Natural language region descriptions:
BEGIN

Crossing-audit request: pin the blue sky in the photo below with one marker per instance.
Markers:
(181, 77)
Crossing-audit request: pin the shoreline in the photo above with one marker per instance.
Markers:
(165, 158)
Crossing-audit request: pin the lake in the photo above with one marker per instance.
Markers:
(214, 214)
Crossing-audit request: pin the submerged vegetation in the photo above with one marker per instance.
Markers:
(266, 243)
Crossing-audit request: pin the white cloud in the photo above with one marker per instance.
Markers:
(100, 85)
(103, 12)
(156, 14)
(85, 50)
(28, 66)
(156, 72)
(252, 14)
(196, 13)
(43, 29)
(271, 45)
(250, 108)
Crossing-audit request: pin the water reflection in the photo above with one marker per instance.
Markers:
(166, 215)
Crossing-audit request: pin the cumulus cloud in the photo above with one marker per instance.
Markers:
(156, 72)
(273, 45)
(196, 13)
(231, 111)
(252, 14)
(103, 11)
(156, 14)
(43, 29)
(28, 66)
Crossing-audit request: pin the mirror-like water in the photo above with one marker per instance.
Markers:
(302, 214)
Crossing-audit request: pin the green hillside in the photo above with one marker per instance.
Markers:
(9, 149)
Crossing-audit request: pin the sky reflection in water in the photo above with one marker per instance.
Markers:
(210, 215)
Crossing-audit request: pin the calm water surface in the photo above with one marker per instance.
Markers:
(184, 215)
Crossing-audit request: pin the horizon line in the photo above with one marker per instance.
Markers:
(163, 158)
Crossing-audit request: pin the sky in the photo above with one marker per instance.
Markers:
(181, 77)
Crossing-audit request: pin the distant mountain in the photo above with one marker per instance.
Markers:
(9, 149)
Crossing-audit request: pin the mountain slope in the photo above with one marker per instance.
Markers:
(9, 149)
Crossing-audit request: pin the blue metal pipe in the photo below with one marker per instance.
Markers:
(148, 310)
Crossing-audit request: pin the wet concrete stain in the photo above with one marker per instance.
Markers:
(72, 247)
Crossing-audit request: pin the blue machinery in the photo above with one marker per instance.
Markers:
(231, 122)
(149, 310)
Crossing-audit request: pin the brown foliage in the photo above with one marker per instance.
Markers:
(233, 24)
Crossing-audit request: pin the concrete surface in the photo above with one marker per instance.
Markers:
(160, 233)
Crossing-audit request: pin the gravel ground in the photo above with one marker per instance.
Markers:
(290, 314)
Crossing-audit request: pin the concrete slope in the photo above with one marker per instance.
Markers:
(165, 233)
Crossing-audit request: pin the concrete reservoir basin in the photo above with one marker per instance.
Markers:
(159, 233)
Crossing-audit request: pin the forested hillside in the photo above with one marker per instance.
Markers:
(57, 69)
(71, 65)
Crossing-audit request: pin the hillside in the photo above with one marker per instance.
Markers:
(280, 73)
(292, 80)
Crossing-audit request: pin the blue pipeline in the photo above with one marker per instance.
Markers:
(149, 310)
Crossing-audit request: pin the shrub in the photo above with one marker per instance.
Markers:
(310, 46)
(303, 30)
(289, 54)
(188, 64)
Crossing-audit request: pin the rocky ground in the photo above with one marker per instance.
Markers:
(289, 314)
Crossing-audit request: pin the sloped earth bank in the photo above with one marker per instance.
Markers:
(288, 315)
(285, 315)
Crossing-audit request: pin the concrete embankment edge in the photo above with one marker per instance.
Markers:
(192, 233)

END

# Task
Beginning with the opening line above, retype the records exactly through the line with "Crossing-audit request: pin the blue machinery", both ends included.

# Response to this exercise
Crossing-audit request: pin the blue sky in the photo below with one marker per instance.
Markers:
(181, 77)
Crossing-audit request: pin the shoreline in the photo above with one marker per instance.
Markers:
(165, 158)
Crossing-audit request: pin the lake in the photo above with one marker per instance.
Markers:
(214, 214)
Crossing-audit request: pin the submerged vegetation in the photo above with one marker per instance.
Markers:
(266, 243)
Crossing-audit request: pin the white cloud in the photo above with one marker per instance.
Markers:
(100, 85)
(103, 12)
(156, 14)
(85, 50)
(28, 66)
(156, 72)
(252, 14)
(196, 13)
(43, 29)
(271, 45)
(250, 108)
Crossing-audit request: pin the water reflection in the photo above with one marker per instance.
Markers:
(166, 215)
Crossing-audit request: pin the cumulus cloud in the photo above with one marker per instance.
Markers:
(156, 72)
(273, 45)
(196, 13)
(231, 111)
(252, 14)
(103, 11)
(156, 14)
(43, 29)
(28, 66)
Crossing-audit request: pin the mirror-like water in the photo above with one marker per instance.
Markers:
(302, 214)
Crossing-audit request: pin the green hillside in the photo above with one marker per instance.
Markers:
(9, 149)
Crossing-audit request: pin the sky reflection in water in the photo above with one marker per instance.
Markers:
(210, 215)
Crossing-audit request: pin the calm water surface in the photo above with one marker per instance.
Markers:
(184, 215)
Crossing-audit request: pin the horizon line in the photo above with one marker per instance.
Markers:
(163, 158)
Crossing-audit request: pin the sky in the photo above with one marker per instance.
Markers:
(181, 77)
Crossing-audit request: pin the distant mountain in the photo above with one marker per instance.
Markers:
(9, 149)
Crossing-audit request: pin the mountain slope in the photo above with one marker per instance.
Markers:
(9, 149)
Crossing-audit request: pin the blue metal pipe in the photo below with one marker per instance.
Markers:
(148, 310)
Crossing-audit request: pin the wet concrete stain in the photo above with one marker per instance.
Markers:
(72, 247)
Crossing-audit request: pin the blue machinery in the photo above with one marker per instance.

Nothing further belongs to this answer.